Copying nothing before it, reproduce the line that holds "the wooden cabin" and every line after it in the data, exactly.

= DATA =
****************************************
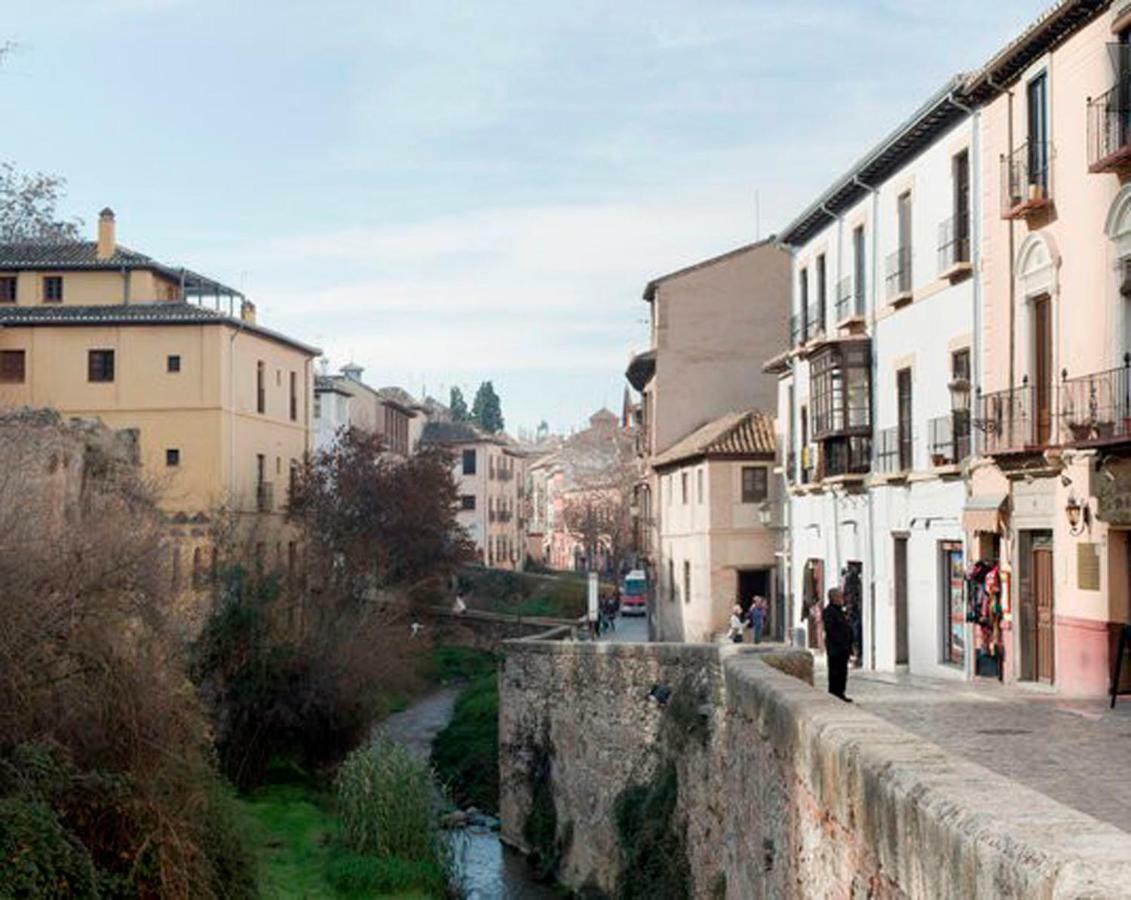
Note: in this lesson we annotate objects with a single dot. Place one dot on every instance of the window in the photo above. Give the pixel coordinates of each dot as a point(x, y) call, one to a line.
point(904, 407)
point(11, 366)
point(804, 305)
point(961, 180)
point(821, 293)
point(753, 484)
point(52, 288)
point(100, 365)
point(860, 268)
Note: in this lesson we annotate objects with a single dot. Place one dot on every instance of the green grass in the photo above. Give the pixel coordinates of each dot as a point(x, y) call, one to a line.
point(294, 833)
point(465, 754)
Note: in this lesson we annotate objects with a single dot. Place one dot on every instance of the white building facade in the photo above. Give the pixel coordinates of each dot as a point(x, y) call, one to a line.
point(875, 392)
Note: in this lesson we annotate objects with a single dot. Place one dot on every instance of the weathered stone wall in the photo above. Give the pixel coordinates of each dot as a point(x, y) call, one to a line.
point(785, 792)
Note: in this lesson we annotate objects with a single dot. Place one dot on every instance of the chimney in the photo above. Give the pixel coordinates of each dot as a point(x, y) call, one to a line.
point(108, 241)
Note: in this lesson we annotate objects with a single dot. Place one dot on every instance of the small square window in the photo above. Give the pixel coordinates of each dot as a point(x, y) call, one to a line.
point(52, 288)
point(11, 366)
point(101, 365)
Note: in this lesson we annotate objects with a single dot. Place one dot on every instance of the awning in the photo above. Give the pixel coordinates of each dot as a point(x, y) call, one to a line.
point(983, 513)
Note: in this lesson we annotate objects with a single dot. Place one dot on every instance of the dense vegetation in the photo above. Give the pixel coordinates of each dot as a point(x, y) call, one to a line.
point(465, 754)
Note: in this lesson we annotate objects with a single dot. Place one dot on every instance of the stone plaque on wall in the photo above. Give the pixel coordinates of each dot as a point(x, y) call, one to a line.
point(1112, 486)
point(1087, 565)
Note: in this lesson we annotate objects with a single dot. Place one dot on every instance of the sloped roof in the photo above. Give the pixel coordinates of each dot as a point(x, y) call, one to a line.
point(164, 312)
point(734, 434)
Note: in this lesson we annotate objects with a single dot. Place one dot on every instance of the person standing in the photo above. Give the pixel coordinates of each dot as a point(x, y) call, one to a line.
point(838, 640)
point(735, 632)
point(757, 615)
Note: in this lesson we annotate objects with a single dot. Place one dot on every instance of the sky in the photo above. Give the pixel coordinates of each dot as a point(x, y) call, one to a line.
point(448, 192)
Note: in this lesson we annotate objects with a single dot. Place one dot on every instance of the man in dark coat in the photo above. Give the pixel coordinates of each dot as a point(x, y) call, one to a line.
point(838, 638)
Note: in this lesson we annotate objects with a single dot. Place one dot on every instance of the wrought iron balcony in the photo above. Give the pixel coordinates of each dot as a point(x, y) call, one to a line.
point(949, 438)
point(844, 299)
point(953, 245)
point(1096, 408)
point(1015, 420)
point(899, 275)
point(1025, 180)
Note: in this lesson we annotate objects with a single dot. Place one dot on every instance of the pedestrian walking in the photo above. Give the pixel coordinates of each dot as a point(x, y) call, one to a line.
point(838, 639)
point(757, 616)
point(735, 632)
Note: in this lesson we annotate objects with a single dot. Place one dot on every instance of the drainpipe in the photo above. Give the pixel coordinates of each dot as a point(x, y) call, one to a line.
point(975, 172)
point(873, 369)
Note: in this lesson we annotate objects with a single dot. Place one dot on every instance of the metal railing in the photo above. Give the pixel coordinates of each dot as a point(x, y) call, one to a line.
point(1025, 179)
point(844, 299)
point(953, 242)
point(1110, 129)
point(899, 273)
point(1012, 420)
point(888, 457)
point(949, 438)
point(1095, 408)
point(265, 496)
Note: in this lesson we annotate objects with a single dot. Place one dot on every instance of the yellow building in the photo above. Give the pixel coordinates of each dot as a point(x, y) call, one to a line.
point(221, 404)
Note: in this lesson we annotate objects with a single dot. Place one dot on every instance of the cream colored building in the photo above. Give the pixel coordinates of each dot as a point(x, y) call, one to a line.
point(491, 475)
point(718, 525)
point(219, 403)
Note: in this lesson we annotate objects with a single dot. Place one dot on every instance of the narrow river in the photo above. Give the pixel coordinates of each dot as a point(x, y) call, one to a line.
point(488, 870)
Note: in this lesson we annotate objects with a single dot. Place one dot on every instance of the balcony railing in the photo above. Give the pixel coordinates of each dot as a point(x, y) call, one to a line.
point(1025, 180)
point(953, 243)
point(899, 274)
point(1096, 408)
point(1013, 420)
point(949, 438)
point(888, 458)
point(844, 299)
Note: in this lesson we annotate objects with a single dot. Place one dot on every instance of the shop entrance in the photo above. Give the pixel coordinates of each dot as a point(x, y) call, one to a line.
point(900, 576)
point(1038, 650)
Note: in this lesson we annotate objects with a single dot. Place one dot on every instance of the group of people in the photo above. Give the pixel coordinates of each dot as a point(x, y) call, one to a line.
point(753, 617)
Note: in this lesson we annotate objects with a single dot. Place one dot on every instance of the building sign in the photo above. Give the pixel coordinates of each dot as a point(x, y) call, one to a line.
point(1087, 567)
point(1112, 485)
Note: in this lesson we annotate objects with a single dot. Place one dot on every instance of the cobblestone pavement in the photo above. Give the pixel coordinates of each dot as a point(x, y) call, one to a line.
point(1076, 752)
point(629, 630)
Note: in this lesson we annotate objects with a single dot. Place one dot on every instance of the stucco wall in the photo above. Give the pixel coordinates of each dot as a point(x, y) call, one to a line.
point(790, 794)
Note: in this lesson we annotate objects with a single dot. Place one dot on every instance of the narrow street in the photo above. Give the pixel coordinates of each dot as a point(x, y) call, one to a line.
point(1075, 752)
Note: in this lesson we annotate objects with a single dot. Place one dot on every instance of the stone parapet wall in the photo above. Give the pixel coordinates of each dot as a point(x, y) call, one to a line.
point(783, 790)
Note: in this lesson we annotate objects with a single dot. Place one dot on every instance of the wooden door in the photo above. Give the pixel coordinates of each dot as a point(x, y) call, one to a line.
point(1043, 602)
point(1042, 370)
point(900, 569)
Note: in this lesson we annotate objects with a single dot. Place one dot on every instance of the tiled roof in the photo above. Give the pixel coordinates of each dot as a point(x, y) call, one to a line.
point(166, 312)
point(747, 434)
point(69, 254)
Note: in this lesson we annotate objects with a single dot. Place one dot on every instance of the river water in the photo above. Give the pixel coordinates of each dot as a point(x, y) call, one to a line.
point(488, 870)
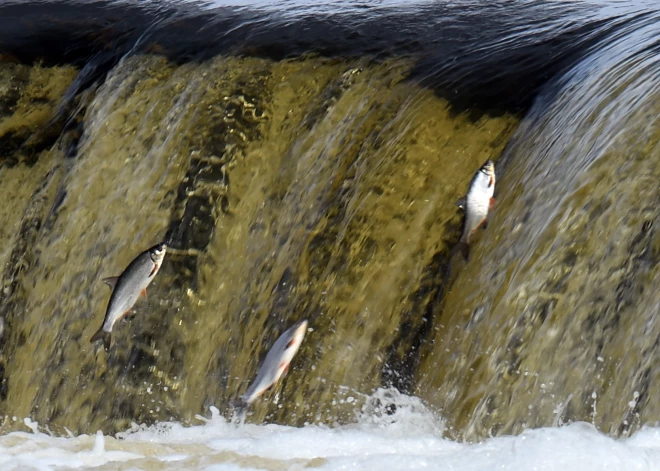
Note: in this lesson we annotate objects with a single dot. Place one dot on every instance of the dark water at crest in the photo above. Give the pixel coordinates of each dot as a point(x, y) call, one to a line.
point(304, 162)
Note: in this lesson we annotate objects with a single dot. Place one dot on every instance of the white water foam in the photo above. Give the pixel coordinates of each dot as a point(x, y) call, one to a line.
point(409, 438)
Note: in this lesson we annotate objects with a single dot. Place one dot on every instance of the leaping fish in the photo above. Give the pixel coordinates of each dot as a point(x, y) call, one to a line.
point(276, 363)
point(476, 204)
point(128, 287)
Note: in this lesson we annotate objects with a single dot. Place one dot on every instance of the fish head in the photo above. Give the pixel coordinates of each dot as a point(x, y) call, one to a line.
point(295, 338)
point(157, 252)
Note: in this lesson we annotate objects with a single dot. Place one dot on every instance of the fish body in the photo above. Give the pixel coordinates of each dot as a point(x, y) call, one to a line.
point(127, 289)
point(478, 201)
point(276, 363)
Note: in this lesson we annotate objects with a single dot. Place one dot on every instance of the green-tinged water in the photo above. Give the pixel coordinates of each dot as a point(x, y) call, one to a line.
point(306, 188)
point(325, 189)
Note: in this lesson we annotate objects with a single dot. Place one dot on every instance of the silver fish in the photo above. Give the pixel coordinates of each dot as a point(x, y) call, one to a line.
point(128, 287)
point(476, 204)
point(276, 363)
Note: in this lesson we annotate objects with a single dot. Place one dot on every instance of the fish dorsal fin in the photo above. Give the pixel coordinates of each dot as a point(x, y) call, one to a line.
point(111, 281)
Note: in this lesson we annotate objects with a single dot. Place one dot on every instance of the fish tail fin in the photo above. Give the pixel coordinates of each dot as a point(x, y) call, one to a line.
point(102, 335)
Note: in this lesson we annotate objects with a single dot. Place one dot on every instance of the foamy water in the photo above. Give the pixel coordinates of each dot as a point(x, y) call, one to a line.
point(408, 439)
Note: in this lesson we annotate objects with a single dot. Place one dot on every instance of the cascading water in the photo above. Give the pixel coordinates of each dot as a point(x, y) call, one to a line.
point(322, 186)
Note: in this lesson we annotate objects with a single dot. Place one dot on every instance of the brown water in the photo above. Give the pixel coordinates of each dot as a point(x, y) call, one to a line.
point(324, 189)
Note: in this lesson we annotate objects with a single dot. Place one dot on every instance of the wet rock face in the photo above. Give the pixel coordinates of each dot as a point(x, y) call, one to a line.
point(296, 189)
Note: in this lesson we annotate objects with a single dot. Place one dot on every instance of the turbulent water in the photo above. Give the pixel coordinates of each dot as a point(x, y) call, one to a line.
point(304, 163)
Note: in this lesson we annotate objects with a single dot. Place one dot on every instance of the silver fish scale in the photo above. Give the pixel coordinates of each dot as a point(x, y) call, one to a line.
point(477, 203)
point(128, 288)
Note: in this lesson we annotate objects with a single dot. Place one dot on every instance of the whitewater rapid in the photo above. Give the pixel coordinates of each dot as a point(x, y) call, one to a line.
point(408, 439)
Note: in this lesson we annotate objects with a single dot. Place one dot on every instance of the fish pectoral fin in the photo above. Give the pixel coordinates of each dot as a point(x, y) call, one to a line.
point(111, 281)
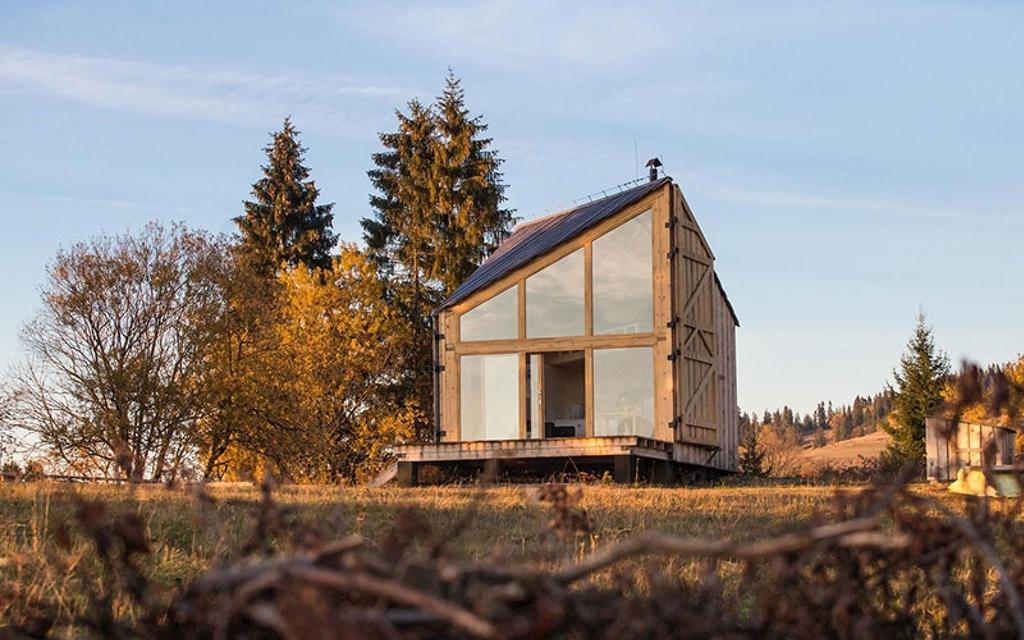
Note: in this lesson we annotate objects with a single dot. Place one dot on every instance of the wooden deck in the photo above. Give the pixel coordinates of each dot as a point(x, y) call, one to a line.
point(541, 448)
point(629, 458)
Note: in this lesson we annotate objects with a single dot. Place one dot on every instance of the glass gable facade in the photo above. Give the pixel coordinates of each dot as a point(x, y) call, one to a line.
point(498, 318)
point(623, 279)
point(554, 299)
point(613, 352)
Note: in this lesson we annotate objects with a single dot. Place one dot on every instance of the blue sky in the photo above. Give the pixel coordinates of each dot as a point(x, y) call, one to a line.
point(849, 162)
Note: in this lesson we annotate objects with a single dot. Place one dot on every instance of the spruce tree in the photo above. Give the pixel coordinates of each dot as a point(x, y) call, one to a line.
point(470, 221)
point(400, 238)
point(436, 215)
point(920, 380)
point(283, 225)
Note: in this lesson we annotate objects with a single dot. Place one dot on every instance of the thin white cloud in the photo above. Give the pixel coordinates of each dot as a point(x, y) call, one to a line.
point(334, 103)
point(519, 36)
point(739, 188)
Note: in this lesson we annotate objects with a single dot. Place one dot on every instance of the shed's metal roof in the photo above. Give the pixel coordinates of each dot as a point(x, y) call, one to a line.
point(532, 239)
point(536, 238)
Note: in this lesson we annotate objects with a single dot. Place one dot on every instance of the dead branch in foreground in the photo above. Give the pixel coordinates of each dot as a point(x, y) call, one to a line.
point(888, 563)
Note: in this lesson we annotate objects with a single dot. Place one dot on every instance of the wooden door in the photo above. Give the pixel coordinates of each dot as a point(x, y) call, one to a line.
point(696, 373)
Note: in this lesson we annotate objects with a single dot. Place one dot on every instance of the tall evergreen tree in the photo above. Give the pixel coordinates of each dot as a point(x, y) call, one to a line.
point(401, 237)
point(283, 224)
point(436, 214)
point(471, 221)
point(920, 380)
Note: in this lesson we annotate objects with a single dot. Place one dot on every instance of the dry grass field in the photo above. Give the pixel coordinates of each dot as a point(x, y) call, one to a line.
point(846, 453)
point(44, 562)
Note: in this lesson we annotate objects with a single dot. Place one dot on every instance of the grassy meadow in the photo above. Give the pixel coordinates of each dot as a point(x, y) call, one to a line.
point(44, 560)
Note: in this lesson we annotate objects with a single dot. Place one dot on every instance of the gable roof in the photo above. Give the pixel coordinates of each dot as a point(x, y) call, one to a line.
point(532, 239)
point(535, 238)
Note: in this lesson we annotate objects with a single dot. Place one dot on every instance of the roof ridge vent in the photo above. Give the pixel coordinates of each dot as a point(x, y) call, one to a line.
point(652, 166)
point(611, 190)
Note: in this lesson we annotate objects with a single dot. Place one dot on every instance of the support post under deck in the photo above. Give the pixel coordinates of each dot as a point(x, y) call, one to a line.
point(408, 474)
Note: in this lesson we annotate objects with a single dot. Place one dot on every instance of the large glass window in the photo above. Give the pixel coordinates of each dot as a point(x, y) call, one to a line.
point(624, 391)
point(554, 299)
point(623, 279)
point(489, 396)
point(495, 320)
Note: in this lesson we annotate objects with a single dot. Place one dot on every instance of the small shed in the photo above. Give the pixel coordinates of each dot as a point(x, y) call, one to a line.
point(951, 445)
point(597, 338)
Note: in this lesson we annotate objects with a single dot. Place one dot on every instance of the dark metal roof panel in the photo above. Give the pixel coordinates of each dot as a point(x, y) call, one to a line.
point(532, 240)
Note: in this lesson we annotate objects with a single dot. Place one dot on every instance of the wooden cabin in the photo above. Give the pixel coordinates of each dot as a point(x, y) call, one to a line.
point(596, 339)
point(951, 445)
****************************************
= OUTPUT FOR THIS TASK =
Note: in this lesson we annotate objects with a single dot. Place one dot on every instance of the wooden cabin in the photo above. Give the pixel coordinates of each dot as a point(x, y) call, one to a line.
point(596, 339)
point(951, 445)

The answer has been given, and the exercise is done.